Fragmento del texto>
-*-
Luego en aquella transformación nosotros somos habitantes de una cultura del vacío, de una cultura de la soledad. La gente —nosotros también— dentro estamos solos y tenemos necesidad del ruido para no sentir este vacío, esta soledad. Esta es la proposición del mundo y esto no tiene nada que ver con la alegría de la cual hemos hablado. El vacío: si hay algo que destroza nuestras ciudades es este aislamiento. Ir de misión y ayudar a salir de los aislamientos y hacer comunidad, fraternidad. “Pero ese no me gusta...”. “Ese es así...”. Nunca adjetivar: Jesús ama a todos. Si yo voy de misión debo estar dispuesto a este amar a todos. No hay esa alegría plena, que era lo que tú decías que te daba la misión. Mientras hay muchos de nuestros hermanos con la mirada desfigurada por una sociedad que se defiende solamente con la exclusión, aislando a la gente, ignorando. Nunca, si nosotros queremos ser misioneros y llevar el Evangelio y tener esta alegría, nunca hay que excluir, nunca aislar a nadie, nunca ignorar.
-*-
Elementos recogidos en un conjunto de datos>

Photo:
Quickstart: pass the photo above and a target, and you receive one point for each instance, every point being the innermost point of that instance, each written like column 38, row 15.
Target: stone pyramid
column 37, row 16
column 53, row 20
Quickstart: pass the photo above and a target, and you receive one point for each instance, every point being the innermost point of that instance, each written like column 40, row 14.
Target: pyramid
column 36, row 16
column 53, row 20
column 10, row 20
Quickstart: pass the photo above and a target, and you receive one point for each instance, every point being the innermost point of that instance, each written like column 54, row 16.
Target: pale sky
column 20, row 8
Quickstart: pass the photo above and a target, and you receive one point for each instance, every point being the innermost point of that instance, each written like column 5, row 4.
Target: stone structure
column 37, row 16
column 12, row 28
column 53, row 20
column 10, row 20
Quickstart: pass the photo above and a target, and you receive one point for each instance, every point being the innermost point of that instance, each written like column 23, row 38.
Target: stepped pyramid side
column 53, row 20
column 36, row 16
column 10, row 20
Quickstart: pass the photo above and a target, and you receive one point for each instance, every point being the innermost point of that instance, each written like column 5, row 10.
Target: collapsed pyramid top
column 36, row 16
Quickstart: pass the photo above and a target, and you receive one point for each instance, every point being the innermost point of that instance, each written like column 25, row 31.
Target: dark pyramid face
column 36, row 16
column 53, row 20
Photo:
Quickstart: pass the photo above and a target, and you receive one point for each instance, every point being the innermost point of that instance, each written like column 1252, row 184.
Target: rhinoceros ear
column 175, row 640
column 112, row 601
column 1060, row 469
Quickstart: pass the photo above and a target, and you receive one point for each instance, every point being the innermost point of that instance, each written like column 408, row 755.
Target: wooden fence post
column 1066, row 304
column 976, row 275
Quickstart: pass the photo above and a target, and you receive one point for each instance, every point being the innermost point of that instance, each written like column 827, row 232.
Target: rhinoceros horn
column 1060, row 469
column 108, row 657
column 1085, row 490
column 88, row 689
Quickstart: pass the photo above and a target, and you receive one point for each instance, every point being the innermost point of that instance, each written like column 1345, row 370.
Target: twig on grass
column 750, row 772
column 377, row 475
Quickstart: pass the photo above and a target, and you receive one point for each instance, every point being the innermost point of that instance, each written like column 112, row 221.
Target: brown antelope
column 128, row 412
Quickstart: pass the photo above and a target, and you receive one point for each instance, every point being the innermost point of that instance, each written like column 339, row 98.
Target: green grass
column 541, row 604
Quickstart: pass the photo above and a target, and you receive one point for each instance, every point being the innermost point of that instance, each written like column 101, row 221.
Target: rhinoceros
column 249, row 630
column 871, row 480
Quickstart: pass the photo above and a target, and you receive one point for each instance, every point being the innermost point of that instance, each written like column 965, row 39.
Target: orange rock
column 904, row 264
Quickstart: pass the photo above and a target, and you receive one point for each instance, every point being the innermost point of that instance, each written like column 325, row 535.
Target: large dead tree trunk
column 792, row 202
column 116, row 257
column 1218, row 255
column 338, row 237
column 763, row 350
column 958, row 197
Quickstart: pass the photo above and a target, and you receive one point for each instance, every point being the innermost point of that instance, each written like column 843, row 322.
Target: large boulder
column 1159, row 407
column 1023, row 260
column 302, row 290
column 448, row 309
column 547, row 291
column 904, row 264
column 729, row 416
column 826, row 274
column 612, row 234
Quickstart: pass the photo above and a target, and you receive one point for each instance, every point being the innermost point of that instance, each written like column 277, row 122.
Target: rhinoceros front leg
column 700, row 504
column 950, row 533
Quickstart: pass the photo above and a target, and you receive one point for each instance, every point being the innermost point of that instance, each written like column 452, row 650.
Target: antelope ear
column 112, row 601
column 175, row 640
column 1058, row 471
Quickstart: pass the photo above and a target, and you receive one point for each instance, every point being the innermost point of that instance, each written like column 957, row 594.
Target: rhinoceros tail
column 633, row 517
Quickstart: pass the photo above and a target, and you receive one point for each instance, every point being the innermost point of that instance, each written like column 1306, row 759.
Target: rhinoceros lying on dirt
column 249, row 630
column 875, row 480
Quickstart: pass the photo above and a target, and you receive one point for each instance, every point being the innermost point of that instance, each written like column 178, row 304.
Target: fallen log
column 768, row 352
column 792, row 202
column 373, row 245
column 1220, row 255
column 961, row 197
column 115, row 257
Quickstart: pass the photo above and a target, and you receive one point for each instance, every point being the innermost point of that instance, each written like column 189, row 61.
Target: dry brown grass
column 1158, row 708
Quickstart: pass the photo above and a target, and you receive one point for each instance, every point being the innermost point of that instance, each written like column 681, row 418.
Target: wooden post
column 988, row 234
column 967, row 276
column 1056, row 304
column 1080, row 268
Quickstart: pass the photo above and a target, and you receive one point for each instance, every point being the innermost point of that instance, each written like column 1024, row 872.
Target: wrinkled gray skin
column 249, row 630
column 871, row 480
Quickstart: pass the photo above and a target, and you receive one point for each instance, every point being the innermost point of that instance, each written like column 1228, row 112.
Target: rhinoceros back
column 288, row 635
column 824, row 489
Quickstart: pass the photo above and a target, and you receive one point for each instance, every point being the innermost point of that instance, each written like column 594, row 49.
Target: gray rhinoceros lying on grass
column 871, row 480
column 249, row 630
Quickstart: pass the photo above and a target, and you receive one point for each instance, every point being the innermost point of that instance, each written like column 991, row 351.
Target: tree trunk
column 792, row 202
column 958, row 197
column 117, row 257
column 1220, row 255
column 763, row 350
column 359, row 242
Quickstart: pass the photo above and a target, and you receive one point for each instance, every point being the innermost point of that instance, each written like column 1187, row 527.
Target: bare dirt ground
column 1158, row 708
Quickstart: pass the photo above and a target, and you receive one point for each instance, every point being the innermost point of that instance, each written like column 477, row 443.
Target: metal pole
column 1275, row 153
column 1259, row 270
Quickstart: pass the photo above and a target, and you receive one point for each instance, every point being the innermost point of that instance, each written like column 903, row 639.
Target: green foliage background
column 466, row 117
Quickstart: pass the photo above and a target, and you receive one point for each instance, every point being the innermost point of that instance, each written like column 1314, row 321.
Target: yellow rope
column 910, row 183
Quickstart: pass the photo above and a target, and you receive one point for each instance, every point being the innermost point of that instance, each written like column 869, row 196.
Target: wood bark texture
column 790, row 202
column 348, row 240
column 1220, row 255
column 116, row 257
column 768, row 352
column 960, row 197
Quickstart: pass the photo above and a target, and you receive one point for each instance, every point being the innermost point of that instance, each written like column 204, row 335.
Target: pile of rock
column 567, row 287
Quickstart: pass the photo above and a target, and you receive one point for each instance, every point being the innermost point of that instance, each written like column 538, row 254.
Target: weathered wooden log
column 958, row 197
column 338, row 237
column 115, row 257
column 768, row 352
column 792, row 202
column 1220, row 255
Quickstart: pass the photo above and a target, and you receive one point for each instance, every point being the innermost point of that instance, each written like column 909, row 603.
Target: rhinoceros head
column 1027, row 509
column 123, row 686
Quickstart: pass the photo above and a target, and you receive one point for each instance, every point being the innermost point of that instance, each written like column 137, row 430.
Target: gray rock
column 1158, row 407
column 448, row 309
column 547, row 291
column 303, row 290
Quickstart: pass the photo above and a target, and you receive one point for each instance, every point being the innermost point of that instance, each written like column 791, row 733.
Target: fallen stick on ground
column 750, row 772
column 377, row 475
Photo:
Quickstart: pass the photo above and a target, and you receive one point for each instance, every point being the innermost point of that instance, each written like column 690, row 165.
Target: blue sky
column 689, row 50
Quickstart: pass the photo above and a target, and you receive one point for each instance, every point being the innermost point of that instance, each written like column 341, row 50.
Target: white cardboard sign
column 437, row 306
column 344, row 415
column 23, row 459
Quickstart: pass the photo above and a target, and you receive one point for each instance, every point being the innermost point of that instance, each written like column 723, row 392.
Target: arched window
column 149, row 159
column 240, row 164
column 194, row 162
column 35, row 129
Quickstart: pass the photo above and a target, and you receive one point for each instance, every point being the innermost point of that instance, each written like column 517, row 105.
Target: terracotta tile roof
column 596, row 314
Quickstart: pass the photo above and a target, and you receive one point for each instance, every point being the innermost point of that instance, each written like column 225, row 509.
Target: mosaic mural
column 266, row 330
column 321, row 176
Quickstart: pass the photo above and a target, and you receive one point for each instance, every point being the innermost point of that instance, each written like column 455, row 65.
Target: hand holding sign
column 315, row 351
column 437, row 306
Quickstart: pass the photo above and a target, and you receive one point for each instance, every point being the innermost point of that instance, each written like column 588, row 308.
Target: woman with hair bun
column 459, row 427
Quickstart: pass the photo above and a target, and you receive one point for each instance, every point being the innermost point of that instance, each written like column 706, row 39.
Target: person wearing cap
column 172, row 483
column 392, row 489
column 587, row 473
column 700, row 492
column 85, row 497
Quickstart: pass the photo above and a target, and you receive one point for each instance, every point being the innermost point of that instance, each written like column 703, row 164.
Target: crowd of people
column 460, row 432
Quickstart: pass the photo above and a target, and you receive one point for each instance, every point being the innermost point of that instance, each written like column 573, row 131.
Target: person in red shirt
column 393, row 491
-*-
Qué se pide> Haz una lista de todo lo que, según el fragmento, nunca hay que hacer. Copia cada acción con las palabras que siguen a «nunca».

Respuesta>
- adjetivar
- excluir
- aislar a nadie
- ignorar